## [WORK TO COMPLETE]
Print the records word for word from the line with "indicate the fritillary" to the line with "indicate the butterfly", including both of those lines. Leave out the pictures.

## [GIVEN DATA]
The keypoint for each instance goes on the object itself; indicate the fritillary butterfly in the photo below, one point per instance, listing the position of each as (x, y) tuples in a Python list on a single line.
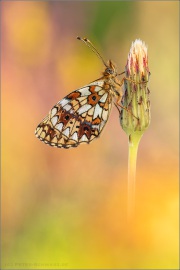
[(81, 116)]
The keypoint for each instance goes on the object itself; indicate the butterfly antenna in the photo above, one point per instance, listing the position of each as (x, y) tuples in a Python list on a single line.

...

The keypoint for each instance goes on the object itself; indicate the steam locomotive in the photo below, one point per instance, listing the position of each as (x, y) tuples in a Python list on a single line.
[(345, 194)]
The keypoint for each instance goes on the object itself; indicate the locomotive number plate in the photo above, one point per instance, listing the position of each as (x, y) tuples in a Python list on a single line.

---

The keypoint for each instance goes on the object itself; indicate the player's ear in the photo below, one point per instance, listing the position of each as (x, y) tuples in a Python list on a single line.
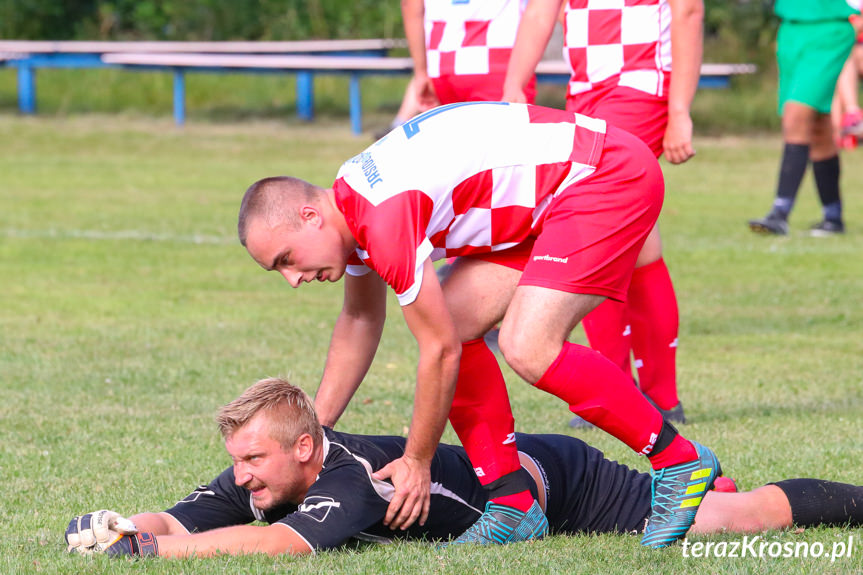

## [EXERCISE RESPONSE]
The keypoint for each instance goes on the object itself; indicate the fritillary butterfly in the photo below, one point per instance, listing the position of each as (x, y) tuples in a Python list on a single line.
[(81, 116)]
The keypoint for each instance goes on the object itself; indicate the butterfly antenna in the photo above, one point per instance, listing the position of each as (x, y) tuples in a Python list on a single line.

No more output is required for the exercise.